--- start MATERIAL FOR THIS EXERCISE ---

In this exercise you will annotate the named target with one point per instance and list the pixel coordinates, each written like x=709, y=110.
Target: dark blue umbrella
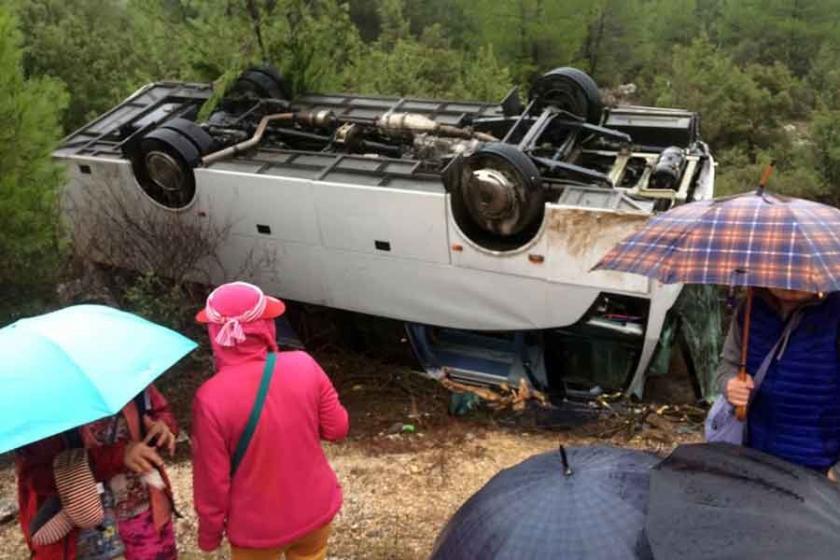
x=725, y=501
x=590, y=507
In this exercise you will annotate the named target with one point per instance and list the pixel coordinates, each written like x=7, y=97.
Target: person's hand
x=159, y=435
x=141, y=458
x=738, y=392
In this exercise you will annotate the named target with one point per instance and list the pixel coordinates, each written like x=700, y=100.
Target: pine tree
x=30, y=111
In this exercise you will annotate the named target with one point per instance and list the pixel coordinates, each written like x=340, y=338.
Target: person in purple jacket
x=795, y=412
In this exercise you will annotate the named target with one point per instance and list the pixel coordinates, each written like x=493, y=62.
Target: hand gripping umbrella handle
x=741, y=411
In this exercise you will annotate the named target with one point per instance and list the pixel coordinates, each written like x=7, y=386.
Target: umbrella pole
x=741, y=411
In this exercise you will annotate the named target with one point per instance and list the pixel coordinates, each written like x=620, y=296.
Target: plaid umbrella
x=754, y=239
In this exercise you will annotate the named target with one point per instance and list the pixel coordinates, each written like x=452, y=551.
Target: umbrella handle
x=741, y=411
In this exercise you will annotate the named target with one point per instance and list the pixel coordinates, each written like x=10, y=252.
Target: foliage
x=738, y=106
x=162, y=301
x=97, y=63
x=826, y=138
x=30, y=110
x=428, y=67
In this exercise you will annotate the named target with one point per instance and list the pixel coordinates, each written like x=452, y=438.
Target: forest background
x=764, y=75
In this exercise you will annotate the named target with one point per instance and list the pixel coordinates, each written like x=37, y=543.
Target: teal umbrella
x=76, y=365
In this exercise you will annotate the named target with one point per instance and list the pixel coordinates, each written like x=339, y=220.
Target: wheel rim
x=165, y=172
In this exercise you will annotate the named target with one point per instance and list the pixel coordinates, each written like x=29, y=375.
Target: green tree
x=530, y=36
x=612, y=48
x=88, y=45
x=428, y=67
x=786, y=31
x=312, y=42
x=825, y=134
x=30, y=111
x=737, y=107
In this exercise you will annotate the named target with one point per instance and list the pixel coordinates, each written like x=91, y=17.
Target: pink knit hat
x=235, y=303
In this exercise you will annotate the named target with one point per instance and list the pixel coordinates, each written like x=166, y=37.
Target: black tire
x=503, y=209
x=263, y=82
x=571, y=90
x=164, y=159
x=163, y=165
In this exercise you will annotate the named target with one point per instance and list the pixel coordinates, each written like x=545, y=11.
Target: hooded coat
x=284, y=487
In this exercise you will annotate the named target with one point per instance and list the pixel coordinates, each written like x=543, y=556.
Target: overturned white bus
x=476, y=224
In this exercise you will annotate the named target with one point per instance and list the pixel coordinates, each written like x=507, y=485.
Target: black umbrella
x=725, y=501
x=591, y=506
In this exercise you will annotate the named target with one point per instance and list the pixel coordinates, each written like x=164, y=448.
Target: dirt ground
x=401, y=487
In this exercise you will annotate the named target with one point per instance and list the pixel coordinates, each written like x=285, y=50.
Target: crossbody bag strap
x=759, y=375
x=254, y=418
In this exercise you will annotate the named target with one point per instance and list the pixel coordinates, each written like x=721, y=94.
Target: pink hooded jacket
x=284, y=488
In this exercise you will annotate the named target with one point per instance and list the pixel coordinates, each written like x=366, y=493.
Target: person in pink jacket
x=283, y=494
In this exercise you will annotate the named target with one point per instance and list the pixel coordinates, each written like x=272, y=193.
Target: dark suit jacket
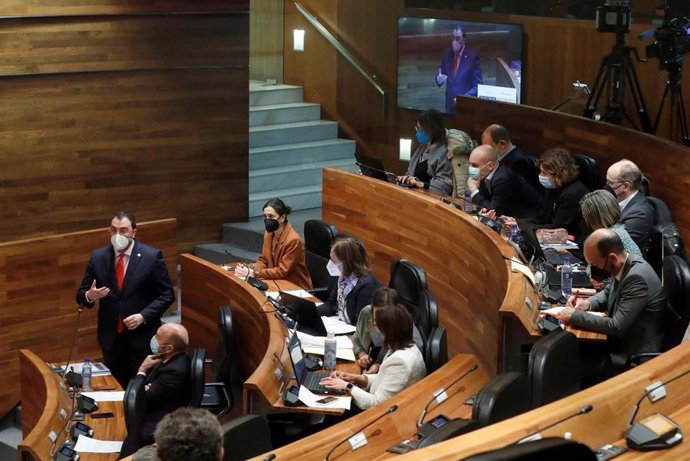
x=635, y=321
x=509, y=195
x=524, y=166
x=356, y=300
x=562, y=208
x=147, y=290
x=170, y=388
x=638, y=219
x=465, y=82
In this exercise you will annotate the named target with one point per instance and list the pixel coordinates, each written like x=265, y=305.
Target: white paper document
x=89, y=445
x=106, y=396
x=311, y=400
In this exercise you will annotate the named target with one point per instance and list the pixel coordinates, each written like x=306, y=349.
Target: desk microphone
x=657, y=431
x=440, y=395
x=536, y=435
x=359, y=439
x=72, y=378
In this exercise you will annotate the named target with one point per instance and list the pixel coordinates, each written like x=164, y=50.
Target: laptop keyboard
x=557, y=258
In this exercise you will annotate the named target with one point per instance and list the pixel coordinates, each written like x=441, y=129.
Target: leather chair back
x=409, y=280
x=539, y=450
x=318, y=238
x=677, y=288
x=436, y=350
x=553, y=368
x=589, y=172
x=135, y=405
x=246, y=437
x=197, y=376
x=505, y=396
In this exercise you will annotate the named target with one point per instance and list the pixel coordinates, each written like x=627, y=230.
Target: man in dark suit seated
x=510, y=155
x=132, y=286
x=496, y=188
x=623, y=180
x=167, y=370
x=634, y=301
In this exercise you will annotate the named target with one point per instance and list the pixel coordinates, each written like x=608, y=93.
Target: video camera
x=614, y=16
x=671, y=42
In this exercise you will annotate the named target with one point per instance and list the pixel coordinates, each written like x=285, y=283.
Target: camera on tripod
x=671, y=42
x=614, y=16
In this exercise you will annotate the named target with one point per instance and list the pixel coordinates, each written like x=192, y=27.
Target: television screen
x=439, y=59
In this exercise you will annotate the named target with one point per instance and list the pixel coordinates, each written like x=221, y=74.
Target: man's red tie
x=120, y=274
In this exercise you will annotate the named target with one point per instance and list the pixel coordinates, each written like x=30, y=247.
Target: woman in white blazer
x=402, y=367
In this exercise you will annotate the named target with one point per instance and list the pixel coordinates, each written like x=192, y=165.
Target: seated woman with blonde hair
x=402, y=366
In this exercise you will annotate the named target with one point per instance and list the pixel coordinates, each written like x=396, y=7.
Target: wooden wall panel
x=109, y=109
x=557, y=52
x=38, y=283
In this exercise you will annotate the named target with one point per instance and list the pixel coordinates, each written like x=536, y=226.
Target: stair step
x=299, y=198
x=301, y=153
x=261, y=94
x=284, y=113
x=287, y=133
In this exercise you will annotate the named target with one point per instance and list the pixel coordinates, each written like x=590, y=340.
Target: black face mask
x=271, y=224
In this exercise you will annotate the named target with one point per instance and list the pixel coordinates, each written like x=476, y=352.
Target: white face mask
x=334, y=269
x=120, y=242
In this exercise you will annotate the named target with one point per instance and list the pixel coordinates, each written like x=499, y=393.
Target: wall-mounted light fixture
x=298, y=39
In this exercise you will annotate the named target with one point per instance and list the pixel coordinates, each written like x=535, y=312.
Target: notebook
x=308, y=379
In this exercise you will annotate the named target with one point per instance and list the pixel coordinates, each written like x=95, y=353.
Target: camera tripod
x=679, y=124
x=615, y=72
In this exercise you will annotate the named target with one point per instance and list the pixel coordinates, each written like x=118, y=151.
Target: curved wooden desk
x=612, y=400
x=259, y=335
x=44, y=397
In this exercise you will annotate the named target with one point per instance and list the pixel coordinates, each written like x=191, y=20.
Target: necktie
x=456, y=64
x=120, y=270
x=120, y=274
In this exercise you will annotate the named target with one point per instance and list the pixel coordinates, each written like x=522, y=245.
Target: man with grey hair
x=634, y=301
x=167, y=370
x=189, y=434
x=623, y=180
x=459, y=70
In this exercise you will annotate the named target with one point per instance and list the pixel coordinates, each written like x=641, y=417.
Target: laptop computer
x=308, y=379
x=307, y=316
x=372, y=167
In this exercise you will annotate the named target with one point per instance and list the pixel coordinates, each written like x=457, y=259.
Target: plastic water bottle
x=515, y=234
x=330, y=346
x=566, y=278
x=86, y=375
x=468, y=201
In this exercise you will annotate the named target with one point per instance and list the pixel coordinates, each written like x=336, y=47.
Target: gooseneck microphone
x=654, y=387
x=440, y=395
x=359, y=439
x=536, y=435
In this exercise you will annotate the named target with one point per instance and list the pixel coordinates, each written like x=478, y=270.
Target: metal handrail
x=345, y=53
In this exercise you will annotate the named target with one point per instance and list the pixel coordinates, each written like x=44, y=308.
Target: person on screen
x=356, y=283
x=282, y=255
x=402, y=367
x=459, y=70
x=429, y=165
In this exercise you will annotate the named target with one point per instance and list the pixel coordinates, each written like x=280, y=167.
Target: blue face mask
x=154, y=345
x=475, y=172
x=422, y=137
x=546, y=182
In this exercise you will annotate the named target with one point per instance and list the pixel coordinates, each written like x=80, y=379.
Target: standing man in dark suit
x=634, y=300
x=496, y=188
x=133, y=287
x=510, y=155
x=168, y=381
x=459, y=70
x=623, y=180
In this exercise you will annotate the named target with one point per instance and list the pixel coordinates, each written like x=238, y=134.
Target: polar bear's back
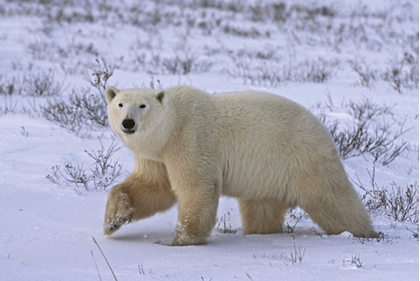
x=269, y=141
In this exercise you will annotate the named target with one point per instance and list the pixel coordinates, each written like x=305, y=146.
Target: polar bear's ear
x=160, y=96
x=110, y=93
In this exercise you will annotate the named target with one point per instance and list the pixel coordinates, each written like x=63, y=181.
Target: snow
x=47, y=227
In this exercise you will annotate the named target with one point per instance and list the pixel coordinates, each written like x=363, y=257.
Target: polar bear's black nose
x=128, y=124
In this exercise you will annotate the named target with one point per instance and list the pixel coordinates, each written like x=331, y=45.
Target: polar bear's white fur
x=191, y=147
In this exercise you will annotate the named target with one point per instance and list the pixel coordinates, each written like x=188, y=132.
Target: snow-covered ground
x=325, y=55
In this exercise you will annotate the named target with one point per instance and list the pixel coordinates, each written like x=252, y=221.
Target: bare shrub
x=381, y=140
x=402, y=73
x=98, y=75
x=317, y=71
x=297, y=254
x=223, y=224
x=297, y=215
x=367, y=76
x=396, y=202
x=99, y=177
x=82, y=110
x=355, y=260
x=36, y=84
x=42, y=84
x=185, y=63
x=264, y=73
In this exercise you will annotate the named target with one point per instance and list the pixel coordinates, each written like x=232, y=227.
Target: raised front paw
x=118, y=210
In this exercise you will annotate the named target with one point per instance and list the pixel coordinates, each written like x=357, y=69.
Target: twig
x=110, y=268
x=96, y=265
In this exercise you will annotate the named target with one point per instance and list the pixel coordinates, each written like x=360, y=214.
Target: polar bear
x=191, y=147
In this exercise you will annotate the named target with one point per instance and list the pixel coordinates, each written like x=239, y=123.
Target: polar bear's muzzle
x=128, y=126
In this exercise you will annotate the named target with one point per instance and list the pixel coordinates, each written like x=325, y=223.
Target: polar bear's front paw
x=118, y=212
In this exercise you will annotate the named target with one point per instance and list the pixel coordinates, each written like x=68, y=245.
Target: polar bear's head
x=139, y=117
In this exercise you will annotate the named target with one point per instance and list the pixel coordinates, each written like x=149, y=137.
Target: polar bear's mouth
x=129, y=132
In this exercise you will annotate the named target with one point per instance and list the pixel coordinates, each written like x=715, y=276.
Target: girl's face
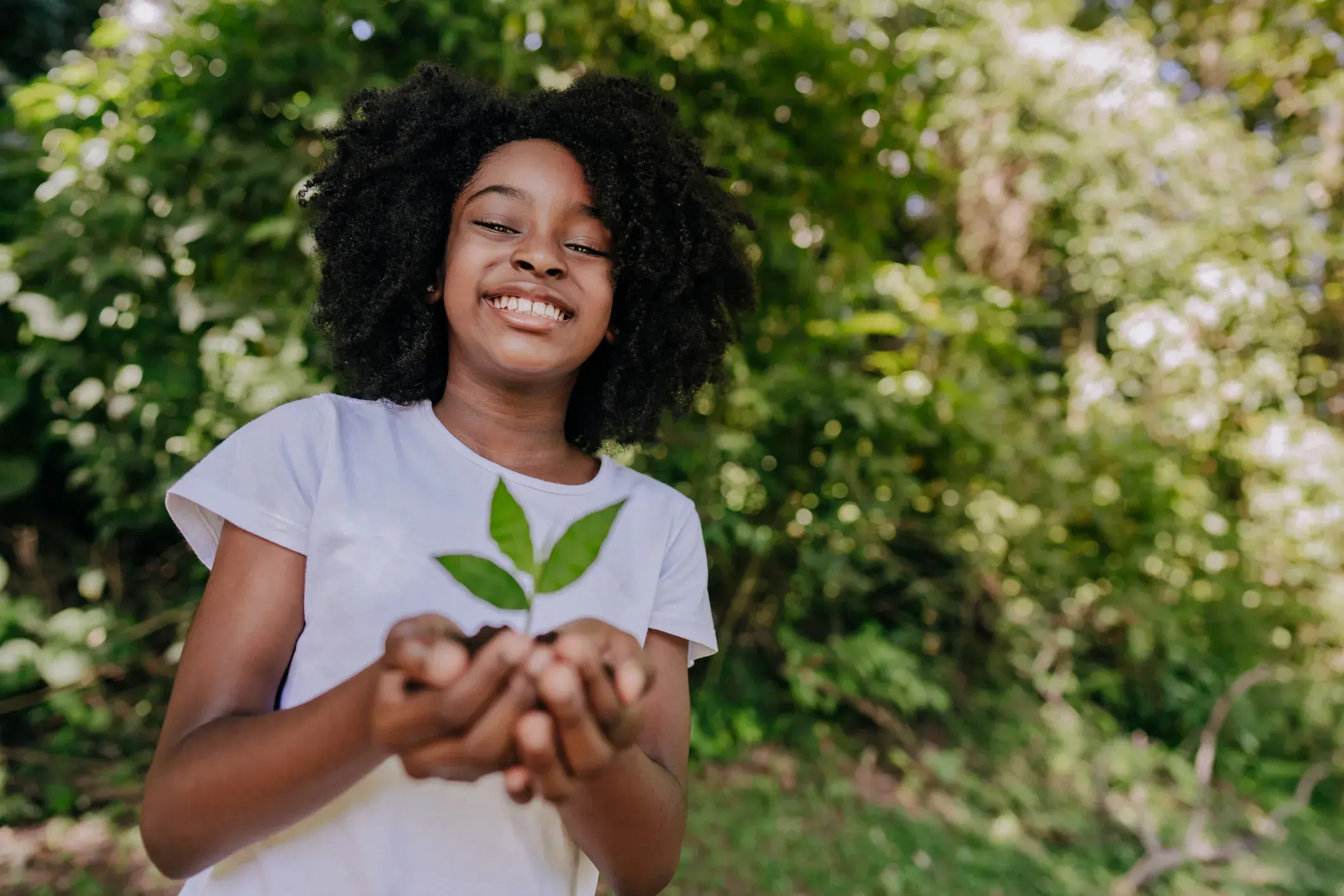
x=527, y=283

--- end MATERIAL FOR THIS EXERCISE ---

■ INSTRUCTIONS FOR THE TASK
Reproduce the stretch of rows from the beginning through the line containing "x=764, y=75", inclusive, with the requests included and the pictures omitted. Multiply every point coordinate in the answers by 0.5 and round to whole numbers, with halves rounded up, while keeping the numbers in the requests and their format samples unchanged.

■ WRITTEN SOLUTION
In this exercise you will annotate the named target with one point per instance and list the pixel coordinates, each written like x=709, y=110.
Target: dark blue umbrella
x=363, y=251
x=295, y=254
In this exercise you will annotate the named target with one point per instance and list the pixel coordinates, each written like x=7, y=97.
Target: person's hand
x=80, y=218
x=71, y=229
x=369, y=196
In this exercise you will annotate the named target with one point per instance and list the pixel coordinates, each written like x=700, y=100.
Target: pine tree
x=15, y=56
In this exercise you will annotate the named target with one point per instance and list the pixel coordinates, each written like x=340, y=338.
Target: person in purple jacket
x=398, y=206
In this exercise you will annotate the named target with one point per instance and list the pixel coordinates, each written like x=493, y=62.
Target: hand gripping umbrella handle
x=371, y=206
In this exercise you will annotate the named target with one point per instance and list the pixel coordinates, each written like x=7, y=386.
Target: umbrella pole
x=371, y=206
In this exercise you will annotate the named target with one point per instance and list the pixel coordinates, each written like x=620, y=296.
Target: plaid umbrella
x=377, y=120
In this exercise you will annotate the named target with one point per instance and list the pixel coordinates, each written like x=452, y=551.
Target: umbrella handle
x=371, y=206
In this exercise you will annotate the named target with one point per instance and list the pixel coordinates, each written like x=10, y=252.
Target: foliage
x=369, y=53
x=81, y=151
x=49, y=32
x=413, y=69
x=15, y=55
x=214, y=34
In this exercise you will annotate the named target with one point per instance and list the pixel coordinates, each written like x=452, y=438.
Target: forest background
x=382, y=38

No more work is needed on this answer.